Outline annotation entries
※

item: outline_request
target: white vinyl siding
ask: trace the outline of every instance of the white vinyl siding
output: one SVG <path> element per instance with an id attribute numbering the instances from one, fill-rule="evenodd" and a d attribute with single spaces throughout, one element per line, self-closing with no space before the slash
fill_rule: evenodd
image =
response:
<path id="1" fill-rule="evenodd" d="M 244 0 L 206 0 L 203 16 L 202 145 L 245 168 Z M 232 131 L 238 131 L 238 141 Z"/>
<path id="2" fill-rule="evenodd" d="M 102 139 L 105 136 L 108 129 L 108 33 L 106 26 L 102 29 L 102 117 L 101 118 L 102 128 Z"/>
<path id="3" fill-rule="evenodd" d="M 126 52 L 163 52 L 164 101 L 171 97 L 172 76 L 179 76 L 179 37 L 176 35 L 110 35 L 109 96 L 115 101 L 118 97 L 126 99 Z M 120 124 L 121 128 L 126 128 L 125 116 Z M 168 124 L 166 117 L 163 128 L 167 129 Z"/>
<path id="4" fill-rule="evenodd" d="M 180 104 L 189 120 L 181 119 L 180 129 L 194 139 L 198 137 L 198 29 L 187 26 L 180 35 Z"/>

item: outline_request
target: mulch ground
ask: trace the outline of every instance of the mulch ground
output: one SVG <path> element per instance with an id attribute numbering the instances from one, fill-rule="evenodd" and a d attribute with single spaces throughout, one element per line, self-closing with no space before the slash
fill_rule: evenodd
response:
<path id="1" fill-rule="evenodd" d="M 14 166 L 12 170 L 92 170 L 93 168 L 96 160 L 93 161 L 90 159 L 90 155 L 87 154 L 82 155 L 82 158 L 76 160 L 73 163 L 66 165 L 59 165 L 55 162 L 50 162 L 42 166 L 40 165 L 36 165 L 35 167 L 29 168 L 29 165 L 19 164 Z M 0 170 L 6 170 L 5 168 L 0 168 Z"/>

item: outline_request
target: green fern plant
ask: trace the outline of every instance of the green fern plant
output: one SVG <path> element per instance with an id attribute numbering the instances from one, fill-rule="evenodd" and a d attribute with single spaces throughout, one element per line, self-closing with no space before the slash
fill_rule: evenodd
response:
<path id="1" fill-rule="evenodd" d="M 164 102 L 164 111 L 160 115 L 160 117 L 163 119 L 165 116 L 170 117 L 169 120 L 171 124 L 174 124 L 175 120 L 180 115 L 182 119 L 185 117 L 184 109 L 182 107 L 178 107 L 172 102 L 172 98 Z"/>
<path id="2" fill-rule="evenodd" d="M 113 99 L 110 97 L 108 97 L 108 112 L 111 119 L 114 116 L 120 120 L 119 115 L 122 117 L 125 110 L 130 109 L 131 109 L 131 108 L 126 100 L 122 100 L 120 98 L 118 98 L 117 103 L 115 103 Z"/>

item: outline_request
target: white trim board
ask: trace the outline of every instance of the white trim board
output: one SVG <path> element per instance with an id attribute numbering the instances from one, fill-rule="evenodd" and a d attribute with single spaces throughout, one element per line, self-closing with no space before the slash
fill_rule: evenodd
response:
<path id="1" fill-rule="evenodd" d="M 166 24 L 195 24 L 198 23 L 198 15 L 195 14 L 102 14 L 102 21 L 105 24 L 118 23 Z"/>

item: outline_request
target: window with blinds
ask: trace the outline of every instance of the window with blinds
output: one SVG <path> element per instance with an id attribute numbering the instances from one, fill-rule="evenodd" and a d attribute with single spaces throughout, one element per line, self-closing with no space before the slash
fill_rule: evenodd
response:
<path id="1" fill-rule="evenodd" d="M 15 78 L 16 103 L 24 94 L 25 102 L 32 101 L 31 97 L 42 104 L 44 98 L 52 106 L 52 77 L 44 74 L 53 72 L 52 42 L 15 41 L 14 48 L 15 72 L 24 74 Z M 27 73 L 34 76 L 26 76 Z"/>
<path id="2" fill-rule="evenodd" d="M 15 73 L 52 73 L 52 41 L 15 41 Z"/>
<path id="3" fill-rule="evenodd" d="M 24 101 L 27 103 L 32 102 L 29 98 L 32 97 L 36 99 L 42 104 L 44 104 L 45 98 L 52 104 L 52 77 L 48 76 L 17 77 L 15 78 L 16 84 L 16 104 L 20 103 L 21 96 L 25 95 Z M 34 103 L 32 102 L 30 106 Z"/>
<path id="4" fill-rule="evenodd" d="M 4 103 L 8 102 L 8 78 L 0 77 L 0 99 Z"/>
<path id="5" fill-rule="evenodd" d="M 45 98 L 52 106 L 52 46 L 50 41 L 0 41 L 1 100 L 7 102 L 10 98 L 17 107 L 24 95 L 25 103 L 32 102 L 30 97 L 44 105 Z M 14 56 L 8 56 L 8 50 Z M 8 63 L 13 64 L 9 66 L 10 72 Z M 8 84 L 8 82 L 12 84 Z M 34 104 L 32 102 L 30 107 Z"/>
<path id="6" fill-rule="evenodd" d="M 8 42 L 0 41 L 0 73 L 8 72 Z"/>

※

» Written task: Count the lines in the entries above that contain the string "trace". Reply with the number alone.

» Solved exercise: 5